- [WHAT TO PRODUCE]:
Reproduce the data below line for line, with no changes.

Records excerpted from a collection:
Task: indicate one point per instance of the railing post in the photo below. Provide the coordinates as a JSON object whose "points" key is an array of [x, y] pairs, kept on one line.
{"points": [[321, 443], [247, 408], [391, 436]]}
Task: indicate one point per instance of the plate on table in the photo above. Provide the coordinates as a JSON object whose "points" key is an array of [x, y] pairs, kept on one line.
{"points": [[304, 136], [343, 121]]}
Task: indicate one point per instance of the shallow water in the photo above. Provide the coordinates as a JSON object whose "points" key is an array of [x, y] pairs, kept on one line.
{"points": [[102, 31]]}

- [ANSWER TO THE EXERCISE]:
Task: indicate one point per instance of the railing post in the photo below. Provide the coordinates as a JSON object whose "points" key is an array of [x, y] pairs, kept on one line.
{"points": [[321, 443], [247, 408], [391, 436]]}
Task: indicate one point per instance of the plate on table in the photo above. Provide the coordinates as a JSON object whose "points" key is an array of [x, y] pairs, kept on one line.
{"points": [[304, 136], [343, 121]]}
Task: indicate one point per instance of the shallow water in the photo above. Provide the coordinates as a JSON object whose "points" key is an array of [x, y] pairs, kept on one line.
{"points": [[102, 31]]}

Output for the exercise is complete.